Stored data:
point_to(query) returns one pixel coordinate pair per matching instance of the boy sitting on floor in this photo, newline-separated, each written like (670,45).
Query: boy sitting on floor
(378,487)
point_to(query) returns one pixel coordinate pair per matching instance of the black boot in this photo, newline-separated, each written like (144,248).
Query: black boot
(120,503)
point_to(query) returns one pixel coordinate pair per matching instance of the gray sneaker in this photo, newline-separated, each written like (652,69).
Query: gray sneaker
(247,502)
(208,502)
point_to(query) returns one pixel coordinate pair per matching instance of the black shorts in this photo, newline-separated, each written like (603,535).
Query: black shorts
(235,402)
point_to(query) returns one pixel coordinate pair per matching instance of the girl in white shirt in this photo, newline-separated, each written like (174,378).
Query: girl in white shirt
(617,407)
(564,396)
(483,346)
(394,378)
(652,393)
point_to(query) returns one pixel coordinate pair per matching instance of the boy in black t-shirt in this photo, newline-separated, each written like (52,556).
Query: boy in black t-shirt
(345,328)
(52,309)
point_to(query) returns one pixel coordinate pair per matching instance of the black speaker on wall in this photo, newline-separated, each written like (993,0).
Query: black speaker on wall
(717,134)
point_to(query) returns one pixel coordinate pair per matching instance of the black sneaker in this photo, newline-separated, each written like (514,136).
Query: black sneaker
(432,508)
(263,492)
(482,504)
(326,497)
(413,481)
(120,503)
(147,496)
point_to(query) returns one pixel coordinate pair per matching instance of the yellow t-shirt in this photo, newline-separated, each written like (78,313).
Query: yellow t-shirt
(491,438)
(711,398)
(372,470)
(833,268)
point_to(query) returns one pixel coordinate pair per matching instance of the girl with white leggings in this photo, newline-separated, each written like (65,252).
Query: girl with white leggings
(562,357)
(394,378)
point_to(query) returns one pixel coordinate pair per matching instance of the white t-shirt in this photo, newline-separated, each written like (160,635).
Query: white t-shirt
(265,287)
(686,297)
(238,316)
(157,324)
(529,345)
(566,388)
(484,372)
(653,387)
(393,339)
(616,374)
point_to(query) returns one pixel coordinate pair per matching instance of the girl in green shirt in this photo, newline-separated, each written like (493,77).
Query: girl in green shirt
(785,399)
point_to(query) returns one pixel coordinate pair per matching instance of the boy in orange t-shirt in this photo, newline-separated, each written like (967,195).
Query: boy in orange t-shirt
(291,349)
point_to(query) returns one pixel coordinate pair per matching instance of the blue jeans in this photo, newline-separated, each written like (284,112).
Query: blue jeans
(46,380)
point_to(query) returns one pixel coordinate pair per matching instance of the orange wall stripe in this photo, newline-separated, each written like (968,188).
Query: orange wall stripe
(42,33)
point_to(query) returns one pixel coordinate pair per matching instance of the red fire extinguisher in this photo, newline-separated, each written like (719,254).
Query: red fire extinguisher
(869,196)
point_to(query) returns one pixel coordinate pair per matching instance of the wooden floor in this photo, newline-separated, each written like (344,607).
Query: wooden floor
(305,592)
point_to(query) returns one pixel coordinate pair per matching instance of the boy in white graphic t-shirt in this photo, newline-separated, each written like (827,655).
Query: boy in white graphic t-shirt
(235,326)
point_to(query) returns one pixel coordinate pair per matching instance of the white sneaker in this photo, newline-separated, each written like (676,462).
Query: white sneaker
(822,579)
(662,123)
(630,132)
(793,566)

EXERCISE TASK →
Pull out each record as written and restate it exactly.

SOLUTION TO THIS TASK →
point_to(query) returns one pixel coordinate pair per matching instance of the boy sitting on floor in this photo, newline-separated, each written like (670,45).
Query: boy sitting on floor
(378,487)
point_to(query) returns one pixel coordinate pair per matching instance of the black boot in this photo, newline-separated, each written like (144,248).
Query: black boot
(120,503)
point_to(query) returns one pixel coordinate pair per matching instance of the gray sneaker in this photo, newline-separated, each written like (652,69).
Query: gray sneaker
(247,502)
(208,502)
point_to(query) returns one pixel coordinate pair per matching instance of the black shorts in this photo, newline-separated, each written like (603,535).
Query: black shorts
(235,402)
point_to(query) returns one pixel coordinate pair per matching instance of the girl in white shirt in this photo, newline-separated, each written like (174,378).
Query: girl in white shirt
(617,407)
(564,396)
(483,346)
(394,378)
(652,393)
point_to(query) returns one pixel coordinate pair per matching instance of the boy in black t-shirt in this photo, newline-separated, each written like (52,556).
Query: boy in black t-shirt
(345,328)
(52,309)
point_to(query) returns one pixel coordinate pair per matching instance of the black speaker on wall in this photo, newline-separated, each written like (993,0).
Query: black speaker on wall
(717,134)
point_to(query) returns one pixel coordinate pair per matching instance of the black sneaker in this photo, newline-separated, each written like (514,136).
Query: black sneaker
(432,508)
(263,492)
(482,504)
(326,497)
(413,481)
(120,503)
(147,496)
point_to(query) returns one pixel coordinate pair per matching instance of the yellow t-shirt in this photo, newline-separated, each written like (78,313).
Query: yellow t-shirt
(491,438)
(711,398)
(372,470)
(833,268)
point_to(query) returns one pixel coordinate pair per matching instance of the girl with white leggings in this photo, newline-separated, each written like (65,252).
Query: girl with white leggings
(562,357)
(394,378)
point_to(query) returns one pixel coordinate pair per matching instance of the white t-shirt in this photo, newline-separated, each written like (160,635).
Query: white t-shirt
(265,287)
(686,297)
(238,316)
(157,324)
(529,345)
(566,388)
(484,372)
(653,387)
(393,339)
(616,374)
point_to(query) returns one pixel coordinate pair per matching instance of the girl in green shirt in this photo, newline-separated, each written like (493,77).
Query: girl in green shirt
(785,399)
point_to(query) returns one pixel coordinate pair per matching instance of the boy in orange t-shirt in this photo, newline-separated, each written like (967,195).
Query: boy in orange t-shirt
(291,349)
point_to(query) returns one pixel coordinate pair per matching instance of the blue jeans in this photo, newline-separated, each written like (284,112).
Query: blue jeans
(46,380)
point_to(query) returns one pixel coordinate pair per matching instance of the orange wall stripe in this photo, newline-separated, each written like (968,188).
Query: orange wall stripe
(42,33)
point_to(query) returns one pixel coordinate pair per matching instance of the red fire extinguisher in this photo, newline-separated, each written like (719,254).
Query: red fire extinguisher
(869,196)
point_to(query) returns one pixel coordinate pair per matching instance of the wooden floor in this photo, newline-separated, each written like (344,607).
Query: wooden floor
(305,592)
point_to(query) returns one pixel coordinate pair per matching instance of the boy in white graphic t-shirt in this photo, newline-separated, each written like (827,655).
Query: boy in white graphic t-shirt
(235,326)
point_to(query) returns one pixel coordinate pair per matching instance of the white sneaker in this photo, newline-separated, each written like (676,462).
Query: white sneaker
(822,579)
(662,123)
(630,132)
(793,566)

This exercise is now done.